• _Task prompt_
Translate this sentence from the article on Zoom's share price into Spanish: "Taiwan is the first government to officially warn against using Zoom."

Shares of Zoom Video Communications (NASDAQ:ZM) have fallen today, down by 5% as of noon EDT, amid ongoing scrutiny of the videoconferencing platform's security. Taiwan has become the latest to stop using Zoom due to those concerns.
The Taiwanese government has instructed its agencies not to use Zoom, according to Reuters. Government agencies should instead use other tech platforms that are more secure for videoconferencing. Taiwan is the first government to officially warn against using Zoom.
The news comes just a few days after various school districts around the U.S. have similarly started banning Zoom due to security concerns. Many schools are turning to remote learning in the face of the COVID-19 pandemic. Elon Musk's rocket company, SpaceX, had previously banned Zoom as a result of "significant privacy and security concerns."
A cybersecurity research firm also discovered that compromised Zoom accounts are being distributed on the dark web, according to Yahoo! Finance. Internet trolls expressed interest in "Zoombombing" the video conferences, but internal company meetings could potentially include sensitive information.
While Zoom grapples with security, competition is heating up and analysts are becoming increasingly skeptical about the stock's valuation following its astronomical rally this year. Earlier this week, Credit Suisse downgraded Zoom shares due to their valuation, which suggests that investors are expecting extremely strong conversion of free users to paid customers.
Meanwhile, Zoom is also facing a slew of class action lawsuits.

• _The data_
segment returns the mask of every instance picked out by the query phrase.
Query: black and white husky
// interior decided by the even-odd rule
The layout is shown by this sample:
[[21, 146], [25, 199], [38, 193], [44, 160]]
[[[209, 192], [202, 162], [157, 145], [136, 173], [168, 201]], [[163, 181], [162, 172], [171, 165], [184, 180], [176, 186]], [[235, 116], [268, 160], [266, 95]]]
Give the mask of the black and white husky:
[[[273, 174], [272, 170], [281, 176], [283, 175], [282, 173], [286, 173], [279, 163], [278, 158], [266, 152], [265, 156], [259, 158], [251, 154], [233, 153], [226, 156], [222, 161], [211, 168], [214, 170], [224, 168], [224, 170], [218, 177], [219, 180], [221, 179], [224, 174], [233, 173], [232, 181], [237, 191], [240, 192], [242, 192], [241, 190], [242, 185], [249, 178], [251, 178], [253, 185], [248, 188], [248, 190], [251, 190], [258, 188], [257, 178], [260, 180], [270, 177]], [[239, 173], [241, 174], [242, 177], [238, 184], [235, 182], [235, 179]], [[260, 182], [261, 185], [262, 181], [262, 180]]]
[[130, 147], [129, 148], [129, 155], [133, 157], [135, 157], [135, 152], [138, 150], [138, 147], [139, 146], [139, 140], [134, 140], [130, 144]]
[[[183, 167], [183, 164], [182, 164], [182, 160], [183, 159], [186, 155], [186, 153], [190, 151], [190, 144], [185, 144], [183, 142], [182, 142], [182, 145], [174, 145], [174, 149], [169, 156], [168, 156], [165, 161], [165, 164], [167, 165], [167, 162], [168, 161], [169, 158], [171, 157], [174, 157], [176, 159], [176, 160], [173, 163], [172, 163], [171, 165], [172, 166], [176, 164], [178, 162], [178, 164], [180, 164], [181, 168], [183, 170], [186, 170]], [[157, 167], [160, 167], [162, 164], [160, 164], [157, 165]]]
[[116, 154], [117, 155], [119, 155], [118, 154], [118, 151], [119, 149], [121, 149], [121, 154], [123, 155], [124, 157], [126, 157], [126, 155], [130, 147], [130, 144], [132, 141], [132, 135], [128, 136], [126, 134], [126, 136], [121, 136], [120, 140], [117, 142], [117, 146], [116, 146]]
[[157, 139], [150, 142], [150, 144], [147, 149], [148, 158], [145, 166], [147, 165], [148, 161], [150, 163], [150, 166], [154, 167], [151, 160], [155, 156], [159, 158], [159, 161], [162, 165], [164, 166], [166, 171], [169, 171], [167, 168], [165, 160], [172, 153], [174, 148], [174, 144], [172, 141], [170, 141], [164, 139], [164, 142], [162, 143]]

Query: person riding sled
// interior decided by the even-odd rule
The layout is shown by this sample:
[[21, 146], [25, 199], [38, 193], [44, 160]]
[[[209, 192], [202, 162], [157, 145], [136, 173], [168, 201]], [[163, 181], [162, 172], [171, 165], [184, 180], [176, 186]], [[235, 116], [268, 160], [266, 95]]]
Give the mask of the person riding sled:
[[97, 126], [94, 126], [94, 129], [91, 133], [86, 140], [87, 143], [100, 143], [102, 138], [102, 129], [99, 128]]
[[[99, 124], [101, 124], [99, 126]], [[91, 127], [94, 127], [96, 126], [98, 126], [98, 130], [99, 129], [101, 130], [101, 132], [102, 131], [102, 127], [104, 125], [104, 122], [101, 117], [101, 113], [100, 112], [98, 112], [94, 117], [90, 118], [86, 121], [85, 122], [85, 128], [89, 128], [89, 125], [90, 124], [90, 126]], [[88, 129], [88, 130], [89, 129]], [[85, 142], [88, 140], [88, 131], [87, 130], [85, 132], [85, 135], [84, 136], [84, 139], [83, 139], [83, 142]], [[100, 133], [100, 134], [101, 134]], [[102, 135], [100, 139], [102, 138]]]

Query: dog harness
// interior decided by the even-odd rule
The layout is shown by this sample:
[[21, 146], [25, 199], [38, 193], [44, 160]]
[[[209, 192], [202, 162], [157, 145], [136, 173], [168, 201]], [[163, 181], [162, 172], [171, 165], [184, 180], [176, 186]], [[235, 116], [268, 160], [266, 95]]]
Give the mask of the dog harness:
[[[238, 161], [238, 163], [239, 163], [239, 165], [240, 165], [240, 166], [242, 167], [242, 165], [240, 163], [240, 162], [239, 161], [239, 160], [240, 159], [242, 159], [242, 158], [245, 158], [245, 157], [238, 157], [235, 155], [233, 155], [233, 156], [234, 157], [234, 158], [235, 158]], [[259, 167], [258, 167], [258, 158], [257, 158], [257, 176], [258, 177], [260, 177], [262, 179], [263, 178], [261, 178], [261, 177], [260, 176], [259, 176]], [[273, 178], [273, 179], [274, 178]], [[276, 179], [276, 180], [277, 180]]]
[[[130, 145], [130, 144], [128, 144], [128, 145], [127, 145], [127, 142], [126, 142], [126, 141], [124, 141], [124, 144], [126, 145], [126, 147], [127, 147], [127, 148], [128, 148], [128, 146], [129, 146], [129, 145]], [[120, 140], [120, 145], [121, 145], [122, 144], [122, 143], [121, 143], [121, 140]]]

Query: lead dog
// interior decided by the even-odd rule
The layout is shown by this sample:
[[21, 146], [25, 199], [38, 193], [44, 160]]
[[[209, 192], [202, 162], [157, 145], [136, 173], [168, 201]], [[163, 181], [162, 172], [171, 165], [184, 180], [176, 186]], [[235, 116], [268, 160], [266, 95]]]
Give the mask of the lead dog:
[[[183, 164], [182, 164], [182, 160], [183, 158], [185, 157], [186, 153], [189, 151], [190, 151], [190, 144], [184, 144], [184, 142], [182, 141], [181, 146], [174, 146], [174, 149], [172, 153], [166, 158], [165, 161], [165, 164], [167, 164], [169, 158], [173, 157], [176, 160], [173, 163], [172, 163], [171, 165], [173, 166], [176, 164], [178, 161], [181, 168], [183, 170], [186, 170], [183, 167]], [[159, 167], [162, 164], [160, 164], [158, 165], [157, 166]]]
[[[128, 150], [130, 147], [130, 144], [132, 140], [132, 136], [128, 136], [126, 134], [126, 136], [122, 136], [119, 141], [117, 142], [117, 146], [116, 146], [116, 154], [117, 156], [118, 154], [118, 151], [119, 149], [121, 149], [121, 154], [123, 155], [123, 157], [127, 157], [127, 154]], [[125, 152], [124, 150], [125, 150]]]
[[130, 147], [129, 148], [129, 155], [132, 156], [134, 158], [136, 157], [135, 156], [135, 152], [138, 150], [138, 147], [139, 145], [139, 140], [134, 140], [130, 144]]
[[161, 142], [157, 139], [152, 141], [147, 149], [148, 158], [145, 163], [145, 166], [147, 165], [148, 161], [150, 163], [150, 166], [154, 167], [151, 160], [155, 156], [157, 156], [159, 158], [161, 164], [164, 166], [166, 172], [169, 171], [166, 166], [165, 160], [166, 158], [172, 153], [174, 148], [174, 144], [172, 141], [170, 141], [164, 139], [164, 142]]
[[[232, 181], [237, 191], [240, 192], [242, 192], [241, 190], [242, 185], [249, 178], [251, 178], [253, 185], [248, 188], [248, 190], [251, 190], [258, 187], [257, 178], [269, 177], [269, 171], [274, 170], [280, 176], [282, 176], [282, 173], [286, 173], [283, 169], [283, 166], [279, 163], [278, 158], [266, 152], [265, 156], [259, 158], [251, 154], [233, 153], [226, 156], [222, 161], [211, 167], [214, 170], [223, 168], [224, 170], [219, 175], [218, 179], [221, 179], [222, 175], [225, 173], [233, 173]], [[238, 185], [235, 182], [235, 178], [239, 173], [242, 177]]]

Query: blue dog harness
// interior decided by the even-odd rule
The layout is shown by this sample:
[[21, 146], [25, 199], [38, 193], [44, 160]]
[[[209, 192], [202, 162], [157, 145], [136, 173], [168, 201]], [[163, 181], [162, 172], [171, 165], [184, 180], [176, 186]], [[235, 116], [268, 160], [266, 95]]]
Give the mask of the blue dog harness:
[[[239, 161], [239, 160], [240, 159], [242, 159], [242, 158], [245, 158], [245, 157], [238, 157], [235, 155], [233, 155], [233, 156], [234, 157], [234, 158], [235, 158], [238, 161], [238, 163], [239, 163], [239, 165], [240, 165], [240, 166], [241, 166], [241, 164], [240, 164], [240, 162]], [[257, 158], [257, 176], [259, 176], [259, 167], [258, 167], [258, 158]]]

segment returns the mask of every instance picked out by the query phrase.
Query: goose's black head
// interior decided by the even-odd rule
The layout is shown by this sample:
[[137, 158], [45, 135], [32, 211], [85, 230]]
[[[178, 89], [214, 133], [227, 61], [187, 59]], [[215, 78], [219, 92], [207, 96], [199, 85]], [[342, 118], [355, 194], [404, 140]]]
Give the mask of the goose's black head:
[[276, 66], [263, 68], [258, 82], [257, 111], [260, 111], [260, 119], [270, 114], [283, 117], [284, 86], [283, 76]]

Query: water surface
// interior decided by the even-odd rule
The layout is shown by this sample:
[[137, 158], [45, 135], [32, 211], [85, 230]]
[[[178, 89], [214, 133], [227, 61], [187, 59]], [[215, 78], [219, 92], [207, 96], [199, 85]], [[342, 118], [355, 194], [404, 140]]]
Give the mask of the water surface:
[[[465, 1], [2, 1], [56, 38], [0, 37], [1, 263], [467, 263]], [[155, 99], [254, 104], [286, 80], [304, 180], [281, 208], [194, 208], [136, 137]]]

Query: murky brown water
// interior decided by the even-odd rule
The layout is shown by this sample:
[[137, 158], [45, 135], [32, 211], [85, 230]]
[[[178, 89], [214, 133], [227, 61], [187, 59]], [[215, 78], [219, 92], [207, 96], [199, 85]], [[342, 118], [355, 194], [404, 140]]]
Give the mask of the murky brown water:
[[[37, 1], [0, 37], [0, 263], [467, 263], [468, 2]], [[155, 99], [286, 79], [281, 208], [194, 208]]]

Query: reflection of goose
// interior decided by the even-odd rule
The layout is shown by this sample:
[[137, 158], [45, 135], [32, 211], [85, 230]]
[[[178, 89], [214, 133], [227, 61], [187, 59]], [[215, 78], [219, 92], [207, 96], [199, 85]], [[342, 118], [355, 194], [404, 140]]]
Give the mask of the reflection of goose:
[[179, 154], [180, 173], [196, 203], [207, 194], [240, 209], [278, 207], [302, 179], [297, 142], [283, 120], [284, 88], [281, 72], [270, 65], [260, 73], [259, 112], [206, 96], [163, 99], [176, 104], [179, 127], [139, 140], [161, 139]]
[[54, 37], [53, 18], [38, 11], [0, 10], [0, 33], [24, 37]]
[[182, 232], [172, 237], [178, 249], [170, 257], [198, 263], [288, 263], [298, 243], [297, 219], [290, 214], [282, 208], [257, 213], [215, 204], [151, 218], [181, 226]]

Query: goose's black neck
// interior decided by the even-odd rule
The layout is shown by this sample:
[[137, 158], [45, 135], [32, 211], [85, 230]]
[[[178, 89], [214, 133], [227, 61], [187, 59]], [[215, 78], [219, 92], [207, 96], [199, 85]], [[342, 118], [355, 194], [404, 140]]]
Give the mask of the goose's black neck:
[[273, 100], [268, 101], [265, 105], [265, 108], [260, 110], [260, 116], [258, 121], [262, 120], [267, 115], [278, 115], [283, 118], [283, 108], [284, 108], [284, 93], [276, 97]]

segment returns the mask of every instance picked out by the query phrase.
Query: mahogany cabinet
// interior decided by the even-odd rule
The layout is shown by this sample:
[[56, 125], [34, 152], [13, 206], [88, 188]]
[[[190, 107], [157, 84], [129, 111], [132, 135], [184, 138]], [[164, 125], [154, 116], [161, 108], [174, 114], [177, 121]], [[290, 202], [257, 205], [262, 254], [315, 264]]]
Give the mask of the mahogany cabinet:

• _Exercise result_
Taiwán es el primer gobierno en advertir oficialmente contra el uso de Zoom.